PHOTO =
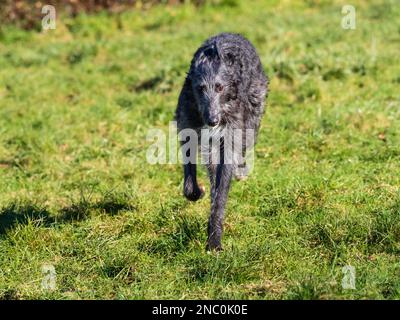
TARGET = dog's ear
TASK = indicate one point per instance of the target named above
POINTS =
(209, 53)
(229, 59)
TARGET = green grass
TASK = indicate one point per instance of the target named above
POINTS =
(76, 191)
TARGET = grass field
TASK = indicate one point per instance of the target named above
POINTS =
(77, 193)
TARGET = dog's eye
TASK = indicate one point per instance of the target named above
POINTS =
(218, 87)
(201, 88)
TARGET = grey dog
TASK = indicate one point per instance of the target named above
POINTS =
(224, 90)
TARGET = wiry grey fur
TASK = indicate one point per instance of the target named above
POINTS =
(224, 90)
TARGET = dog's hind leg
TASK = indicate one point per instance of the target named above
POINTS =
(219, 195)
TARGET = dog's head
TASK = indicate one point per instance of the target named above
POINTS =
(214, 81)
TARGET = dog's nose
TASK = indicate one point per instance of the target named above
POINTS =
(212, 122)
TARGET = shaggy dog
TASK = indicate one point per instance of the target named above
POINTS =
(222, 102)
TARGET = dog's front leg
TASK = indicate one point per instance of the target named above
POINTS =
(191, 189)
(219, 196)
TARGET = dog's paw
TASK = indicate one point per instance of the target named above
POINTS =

__________________________________________________

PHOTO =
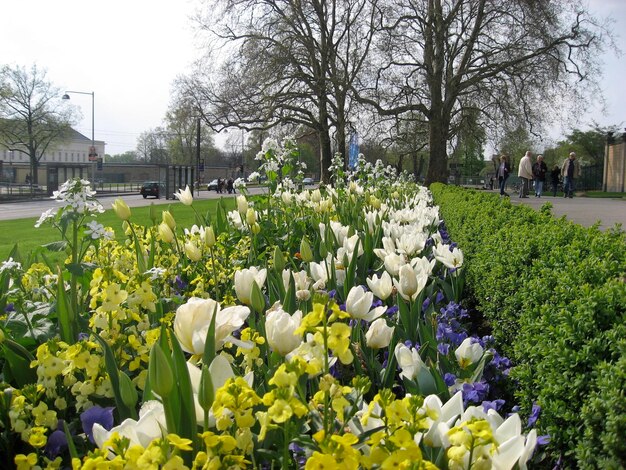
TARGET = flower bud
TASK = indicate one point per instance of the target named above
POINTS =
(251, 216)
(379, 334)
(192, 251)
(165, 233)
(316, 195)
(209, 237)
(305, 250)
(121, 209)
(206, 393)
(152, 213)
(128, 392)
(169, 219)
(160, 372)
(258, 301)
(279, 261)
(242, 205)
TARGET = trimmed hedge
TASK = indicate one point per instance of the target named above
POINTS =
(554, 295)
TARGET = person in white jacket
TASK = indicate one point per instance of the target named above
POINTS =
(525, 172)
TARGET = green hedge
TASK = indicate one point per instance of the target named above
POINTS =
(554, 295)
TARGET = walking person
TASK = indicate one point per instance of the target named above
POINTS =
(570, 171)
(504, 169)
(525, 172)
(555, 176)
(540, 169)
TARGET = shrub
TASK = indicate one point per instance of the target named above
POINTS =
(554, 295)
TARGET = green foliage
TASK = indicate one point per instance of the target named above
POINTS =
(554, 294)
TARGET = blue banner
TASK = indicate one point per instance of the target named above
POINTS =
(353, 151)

__________________________________________________

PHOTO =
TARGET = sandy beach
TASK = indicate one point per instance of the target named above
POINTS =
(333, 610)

__________________________________________________

• Task
Gather every line from the items above that contains the word "person".

• Written solution
TARGET = person in white jacket
TARGET = walking person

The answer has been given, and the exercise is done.